▸ Document excerpt:
----------------------------------------

Giving a voice to unheard communities, and the art of protesting peacefully and effectively
Sandile Soxokashe is not ashamed of taking part in the 2013 riots in Bekkersdal. It shaped him into who he is today — a man who cares deeply about his community.
In 2013, the Gauteng town of Bekkersdal went through 10 months of protests sparked by the lack of service delivery in the area. The protests turned to riots, government buildings were torched, people were hurt and valuable infrastructure was destroyed.
Sandile Soxokashe was a 15-year-old boy at the time and, desperate to help bring about change, he became actively involved in the protests. In hindsight, he sees it as a valuable lesson in his journey to becoming an activist, a steep learning curve teaching him how things shouldn’t be done.
Government buildings in Bekkersdal that were destroyed have been demolished and the land is disused and vacant. Residents now have to travel long distances to access government facilities.
Ten years later, Soxokashe has started an initiative called Be The Future Foundation, which educates the community about safe, legal and effective forms of protest. He is passionate about change, but he knows that it will not come about if communities make the same mistakes that were made in Bekkersdal.
Be The Future Foundation is working together with the NPO Right To Protest to produce comprehensive workshops that educate communities while also training their own volunteers to become mediators between the community and the government.
They have zero budget, but are so passionate that the three directors and 10 volunteers meet twice a week to produce the course that will lead them in their quest to give a new, more effective, louder and more peaceful voice to unheard communities.

----------------------------------------

▸ Record extracts:

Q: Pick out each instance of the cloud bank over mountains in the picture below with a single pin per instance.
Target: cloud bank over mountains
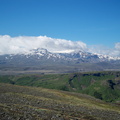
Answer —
(23, 44)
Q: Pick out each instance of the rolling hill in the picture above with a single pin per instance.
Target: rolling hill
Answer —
(22, 103)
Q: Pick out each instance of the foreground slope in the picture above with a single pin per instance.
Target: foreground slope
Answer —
(102, 85)
(21, 102)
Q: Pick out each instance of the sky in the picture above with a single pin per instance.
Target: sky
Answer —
(92, 24)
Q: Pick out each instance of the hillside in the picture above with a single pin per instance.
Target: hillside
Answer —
(102, 85)
(21, 103)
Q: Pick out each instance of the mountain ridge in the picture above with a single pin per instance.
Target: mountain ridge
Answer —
(77, 60)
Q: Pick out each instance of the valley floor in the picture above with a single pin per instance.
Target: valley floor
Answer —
(32, 103)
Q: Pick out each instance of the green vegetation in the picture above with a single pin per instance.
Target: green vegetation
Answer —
(32, 103)
(101, 85)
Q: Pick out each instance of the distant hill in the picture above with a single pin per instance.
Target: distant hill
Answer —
(102, 85)
(22, 103)
(42, 59)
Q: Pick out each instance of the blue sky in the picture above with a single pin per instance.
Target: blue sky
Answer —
(94, 22)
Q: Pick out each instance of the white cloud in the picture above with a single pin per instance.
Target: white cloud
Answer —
(22, 44)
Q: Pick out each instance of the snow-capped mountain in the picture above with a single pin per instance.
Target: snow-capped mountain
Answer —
(41, 56)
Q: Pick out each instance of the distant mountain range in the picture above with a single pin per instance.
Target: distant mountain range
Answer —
(42, 57)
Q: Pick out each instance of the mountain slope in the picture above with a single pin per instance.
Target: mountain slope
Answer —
(41, 58)
(17, 102)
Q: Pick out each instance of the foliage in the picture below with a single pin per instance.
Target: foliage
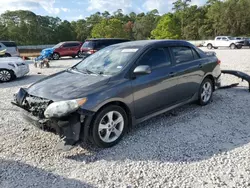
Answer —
(190, 22)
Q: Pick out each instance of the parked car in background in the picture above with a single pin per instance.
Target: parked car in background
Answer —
(91, 46)
(69, 48)
(223, 41)
(10, 47)
(244, 42)
(12, 67)
(102, 96)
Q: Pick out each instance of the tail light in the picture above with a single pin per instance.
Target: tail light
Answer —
(92, 51)
(218, 62)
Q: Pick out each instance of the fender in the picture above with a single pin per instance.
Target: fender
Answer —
(238, 74)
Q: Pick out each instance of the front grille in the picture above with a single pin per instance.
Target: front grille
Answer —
(36, 105)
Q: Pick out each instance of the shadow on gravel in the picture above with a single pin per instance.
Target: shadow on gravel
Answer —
(26, 80)
(189, 134)
(18, 174)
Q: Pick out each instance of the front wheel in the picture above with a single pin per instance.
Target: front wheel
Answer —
(109, 126)
(209, 46)
(232, 46)
(56, 56)
(6, 75)
(205, 92)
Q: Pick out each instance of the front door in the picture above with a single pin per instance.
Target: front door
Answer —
(188, 69)
(156, 90)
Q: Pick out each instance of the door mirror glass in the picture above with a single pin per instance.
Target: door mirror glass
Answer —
(142, 70)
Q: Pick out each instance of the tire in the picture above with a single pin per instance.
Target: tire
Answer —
(209, 46)
(6, 75)
(232, 46)
(7, 55)
(205, 92)
(104, 136)
(56, 56)
(79, 54)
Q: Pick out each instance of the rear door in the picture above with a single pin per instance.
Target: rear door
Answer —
(156, 90)
(65, 50)
(188, 70)
(75, 46)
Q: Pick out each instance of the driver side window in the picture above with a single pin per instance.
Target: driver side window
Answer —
(156, 58)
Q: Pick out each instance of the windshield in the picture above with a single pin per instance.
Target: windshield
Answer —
(58, 45)
(88, 44)
(108, 61)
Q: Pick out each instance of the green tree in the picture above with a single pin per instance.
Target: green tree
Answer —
(112, 28)
(162, 30)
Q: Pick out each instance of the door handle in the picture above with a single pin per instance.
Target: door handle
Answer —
(172, 74)
(200, 65)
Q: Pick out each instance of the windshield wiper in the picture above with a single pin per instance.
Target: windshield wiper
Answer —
(89, 71)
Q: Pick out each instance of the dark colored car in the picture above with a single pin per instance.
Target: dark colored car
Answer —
(70, 48)
(102, 96)
(91, 46)
(245, 42)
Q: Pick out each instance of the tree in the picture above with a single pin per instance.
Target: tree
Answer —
(112, 28)
(162, 30)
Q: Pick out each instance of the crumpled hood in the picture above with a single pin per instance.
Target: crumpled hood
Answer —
(67, 85)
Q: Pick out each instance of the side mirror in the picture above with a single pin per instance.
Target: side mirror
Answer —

----------------------------------------

▸ Work instructions:
1. Could you reproduce word for word the part of the Bekkersdal protest article starting with "Sandile Soxokashe was" and going on through "access government facilities."?
2. Can you carry the Bekkersdal protest article forward from its final sentence?

▸ Outputs for the tasks:
1.
Sandile Soxokashe was a 15-year-old boy at the time and, desperate to help bring about change, he became actively involved in the protests. In hindsight, he sees it as a valuable lesson in his journey to becoming an activist, a steep learning curve teaching him how things shouldn’t be done.
Government buildings in Bekkersdal that were destroyed have been demolished and the land is disused and vacant. Residents now have to travel long distances to access government facilities.

2.
In addition to the training workshops for protesting, not rioting, Be The Future Foundation is developing workshops for schools to teach children about their constitutional rights, so they can become more active citizens. They believe the lethargy that has befallen many people in South Africa is a direct result of not knowing how to make a change and of being unclear about what that change should be.
Soxokashe is not ashamed that he took part in the 2013 riots in Bekkersdal. It shaped him into who he is today. And who he is today is a man who cares deeply about his community and wants its members to have agency and a voice, and to push for effective and long-lasting change. DM
The Actionists was launched in early 2023 by photographer Thom Pierce. It consists of on-the-ground problem solvers, community activists, climate campaigners and human rights defenders who engage in direct action. They are people anyone can turn to in difficult circumstances: a growing community of people who care about the future of South Africa. Through a series of photographic stories, Pierce profiles these people. Through a website, discussion forum and social media, the aim is to provide ways for people to get involved.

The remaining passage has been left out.